» **What you need to do**
a. Transcribe the part of the article on robotic welding positioners starting with "Efficiency doesn't begin" and going on through "robotic welding system.".
b. Answer these questions about the article on robotic welding positioners:
(i) What title is given for Todd Bennett?
(ii) Besides the dimensions of the parts, what must the swing diameter allow room for?
(iii) In cells with a head and tail-stock positioner, what increases as the center of gravity moves further from the positioner's centerline?

» **Selected extract**
·····
Author: Wendy Calcaterra

Published: February 20, 2019

Efficiency doesn't begin and end with a robot. When you add modular fixturing to the mix, you get the quick changeover and repeatability that robots need to produce results."

Todd Bennett, Bluco Engineer



Specifying and purchasing a robotic welding system can be a complicated process requiring predictions about future volumes and types of jobs.  One of the key components of your robotic welding system will be the positioner, whether it is a straight-forward stationary table or a more complex multi-axis rotary unit. The characteristics of the positioner will be a decisive factor in the flexibility and adaptability of your robotic welding system.


  1. Weight CapacityThe positioner must not only be able to support the weight of your parts, but it must also be capable of bearing the weight of fixturing. This is an often overlooked aspect that can become a severe limitation of the robotic system.
  2. Swing Diameter: The swing diameter must not only account for the dimensions of your parts, but must also allow room for fixturing, including clamps and other components used to locate your parts.
  3. Work Envelope:  The reach of the robot arm and the dimensions of the positioner need to be in sync.  If you plan to weld multiple assemblies simultaneously, make sure to include the space requirements for this in your calculations.
  4. Center of Gravity:  For cells with a head and tail-stock positioner, Center of Gravity (CG) is also frequently overlooked. The further the CG is away from the centerline of the positioner, the more torque (or horsepower) will be required to roll the combined weight of fixturing and parts.
·····
» **Dataset excerpts**
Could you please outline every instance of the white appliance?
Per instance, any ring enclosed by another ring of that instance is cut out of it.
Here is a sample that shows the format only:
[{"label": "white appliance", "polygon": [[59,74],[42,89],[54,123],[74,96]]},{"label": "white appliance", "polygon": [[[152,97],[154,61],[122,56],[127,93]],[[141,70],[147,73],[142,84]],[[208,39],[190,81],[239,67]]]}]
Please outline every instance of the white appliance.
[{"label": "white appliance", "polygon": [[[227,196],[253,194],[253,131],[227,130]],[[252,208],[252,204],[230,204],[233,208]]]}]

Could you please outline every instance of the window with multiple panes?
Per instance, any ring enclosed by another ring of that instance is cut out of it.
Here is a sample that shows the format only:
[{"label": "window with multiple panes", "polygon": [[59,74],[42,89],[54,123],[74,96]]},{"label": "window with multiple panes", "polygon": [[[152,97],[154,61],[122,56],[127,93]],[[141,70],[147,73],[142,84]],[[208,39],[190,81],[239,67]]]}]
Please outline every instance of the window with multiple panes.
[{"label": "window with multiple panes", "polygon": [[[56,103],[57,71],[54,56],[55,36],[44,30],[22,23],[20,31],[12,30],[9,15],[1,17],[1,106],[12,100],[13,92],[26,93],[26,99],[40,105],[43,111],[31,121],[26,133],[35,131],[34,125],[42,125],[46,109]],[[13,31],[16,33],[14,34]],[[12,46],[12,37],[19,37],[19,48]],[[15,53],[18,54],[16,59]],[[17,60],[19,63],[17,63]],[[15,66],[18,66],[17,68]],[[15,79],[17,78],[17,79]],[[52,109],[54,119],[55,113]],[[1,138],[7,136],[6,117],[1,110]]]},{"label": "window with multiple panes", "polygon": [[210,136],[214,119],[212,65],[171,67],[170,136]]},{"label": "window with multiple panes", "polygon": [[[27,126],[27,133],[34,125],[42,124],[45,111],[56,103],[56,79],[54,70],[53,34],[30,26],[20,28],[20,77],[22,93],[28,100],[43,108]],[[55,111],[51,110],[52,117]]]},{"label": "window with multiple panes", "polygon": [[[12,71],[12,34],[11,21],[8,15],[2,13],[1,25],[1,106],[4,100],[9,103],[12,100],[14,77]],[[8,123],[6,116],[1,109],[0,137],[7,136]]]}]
·····
» **Answers per task**
a.
Efficiency doesn't begin and end with a robot. When you add modular fixturing to the mix, you get the quick changeover and repeatability that robots need to produce results."

Todd Bennett, Bluco Engineer



Specifying and purchasing a robotic welding system can be a complicated process requiring predictions about future volumes and types of jobs.  One of the key components of your robotic welding system will be the positioner, whether it is a straight-forward stationary table or a more complex multi-axis rotary unit. The characteristics of the positioner will be a decisive factor in the flexibility and adaptability of your robotic welding system.

b.
(i) Bluco Engineer.
(ii) Fixturing, including clamps and other components used to locate the parts.
(iii) The torque (or horsepower) required to roll the combined weight of fixturing and parts.